Task to carry out
Take the data and return it in full. Change nothing.

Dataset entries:
------------

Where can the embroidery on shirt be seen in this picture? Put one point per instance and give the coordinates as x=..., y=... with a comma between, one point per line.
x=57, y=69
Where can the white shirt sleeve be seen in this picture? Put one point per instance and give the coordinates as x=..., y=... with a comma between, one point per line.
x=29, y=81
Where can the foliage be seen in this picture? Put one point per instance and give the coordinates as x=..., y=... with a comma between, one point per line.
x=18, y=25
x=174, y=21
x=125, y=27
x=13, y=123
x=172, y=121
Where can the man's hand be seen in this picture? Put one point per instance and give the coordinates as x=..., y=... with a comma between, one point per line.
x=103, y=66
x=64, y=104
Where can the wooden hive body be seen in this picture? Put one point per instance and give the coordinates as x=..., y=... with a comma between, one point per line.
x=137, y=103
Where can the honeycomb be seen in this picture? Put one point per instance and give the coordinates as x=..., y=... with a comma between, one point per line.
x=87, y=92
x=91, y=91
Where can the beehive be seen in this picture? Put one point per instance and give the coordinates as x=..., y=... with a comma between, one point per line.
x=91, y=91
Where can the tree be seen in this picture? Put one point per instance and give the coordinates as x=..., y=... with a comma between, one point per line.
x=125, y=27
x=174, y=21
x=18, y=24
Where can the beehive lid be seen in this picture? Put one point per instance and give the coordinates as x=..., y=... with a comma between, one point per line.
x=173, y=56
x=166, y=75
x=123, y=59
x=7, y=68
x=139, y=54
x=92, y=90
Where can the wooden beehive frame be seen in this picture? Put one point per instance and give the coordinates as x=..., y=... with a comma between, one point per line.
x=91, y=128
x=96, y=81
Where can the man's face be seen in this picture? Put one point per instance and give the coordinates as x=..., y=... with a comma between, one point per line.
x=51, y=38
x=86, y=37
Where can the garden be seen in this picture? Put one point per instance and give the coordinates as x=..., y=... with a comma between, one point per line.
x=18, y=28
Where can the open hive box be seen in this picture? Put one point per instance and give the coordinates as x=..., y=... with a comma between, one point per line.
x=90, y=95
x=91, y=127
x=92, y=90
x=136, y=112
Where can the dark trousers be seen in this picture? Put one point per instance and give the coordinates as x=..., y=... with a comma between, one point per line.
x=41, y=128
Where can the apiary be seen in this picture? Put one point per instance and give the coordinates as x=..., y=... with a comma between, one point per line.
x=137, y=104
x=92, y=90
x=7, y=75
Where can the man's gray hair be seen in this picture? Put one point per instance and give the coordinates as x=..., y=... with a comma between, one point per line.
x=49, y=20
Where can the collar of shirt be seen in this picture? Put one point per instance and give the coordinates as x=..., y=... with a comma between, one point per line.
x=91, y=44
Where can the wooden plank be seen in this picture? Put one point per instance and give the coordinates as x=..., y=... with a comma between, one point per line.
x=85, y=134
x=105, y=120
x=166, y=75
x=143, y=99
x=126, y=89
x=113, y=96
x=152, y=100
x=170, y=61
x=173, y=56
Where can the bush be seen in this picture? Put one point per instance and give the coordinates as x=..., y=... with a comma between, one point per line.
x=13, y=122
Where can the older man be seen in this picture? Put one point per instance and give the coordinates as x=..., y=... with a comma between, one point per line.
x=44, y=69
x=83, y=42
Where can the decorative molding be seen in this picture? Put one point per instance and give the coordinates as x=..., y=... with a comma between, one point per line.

------------

Completed exercise
Where can the embroidery on shirt be seen in this picture? Put one point per instance and give the coordinates as x=..., y=... with a comma between, one point per line.
x=57, y=69
Where can the white shirt sleeve be seen in this picture? Put one point per instance and give the coordinates as x=..., y=... with a comma between, one point per line.
x=29, y=81
Where can the foliage be seen in this picture? Put one point per instance and give the coordinates as x=..., y=... with a comma between, one point per line.
x=18, y=25
x=174, y=21
x=125, y=27
x=13, y=123
x=172, y=121
Where can the man's hand be seen in this picture? Put one point per instance and give the coordinates as x=..., y=... with a comma between, one point per line.
x=103, y=66
x=64, y=104
Where can the wooden hive body be seen in this picture? Put one point per instance and give the coordinates as x=..., y=... with a comma between, one point per line.
x=137, y=103
Where can the honeycomb be seen in this picture? Put one point per instance and give the coordinates as x=..., y=... with a comma between, one point per line.
x=87, y=92
x=91, y=91
Where can the beehive be seen in this picture? Put one point per instance and give the coordinates as x=..., y=... with a comma between, one point per line.
x=91, y=91
Where can the tree be seen in this picture? Put one point per instance and give the coordinates as x=..., y=... with a comma between, one point per line.
x=125, y=27
x=174, y=21
x=18, y=24
Where can the beehive lid be seen in this picture? Put one point per instance and give the coordinates as x=..., y=... with a comma between, one point per line.
x=173, y=56
x=166, y=75
x=123, y=59
x=7, y=68
x=139, y=54
x=92, y=90
Where can the wooden beehive frame be seen in this picture? Put one point per instance and give the coordinates as x=..., y=... with a comma between, one point per line.
x=91, y=128
x=96, y=81
Where can the man's face be seen in this picture? Put one point per instance and give the coordinates as x=..., y=... with a comma between, one point per line.
x=51, y=38
x=86, y=37
Where can the garden be seen in this picture? Put one point per instance and give the coordinates as x=..., y=... with a comma between, one point per line.
x=18, y=28
Where can the open hive box be seen in this picture? Put one point per instance and give the coordinates as x=..., y=... with a comma between, one point per line.
x=90, y=95
x=91, y=127
x=92, y=90
x=136, y=112
Where can the dark trousers be seen in this picture? Put one point per instance and give the coordinates as x=..., y=... with a comma between, one point per line.
x=41, y=128
Where can the apiary be seen in this picture? Put one point per instance and give the coordinates as x=..., y=... with a comma between, one point per line.
x=137, y=104
x=92, y=90
x=7, y=75
Where can the man's gray hair be seen in this picture? Put one point per instance and give the coordinates as x=..., y=... with a comma between, one point per line.
x=49, y=20
Where can the collar of shirt be seen in this picture? Put one point per instance and give the coordinates as x=..., y=... with a comma between, one point per line.
x=91, y=44
Where can the wooden plank be seen in this picture? Put one point per instance and give the coordinates as x=..., y=... with a comma between, one point per line.
x=85, y=134
x=105, y=120
x=166, y=75
x=143, y=99
x=126, y=89
x=113, y=96
x=152, y=100
x=170, y=61
x=173, y=56
Where can the bush be seen in this picture? Put one point per instance and give the coordinates as x=..., y=... with a comma between, one point per line.
x=13, y=122
Where can the older man be seen in this picture? Put one point per instance and give the coordinates as x=..., y=... with a comma between, one point per line.
x=44, y=69
x=83, y=42
Where can the decorative molding be seen in this picture? Put one point per instance and give the coordinates as x=..., y=... with a comma between, one point per line.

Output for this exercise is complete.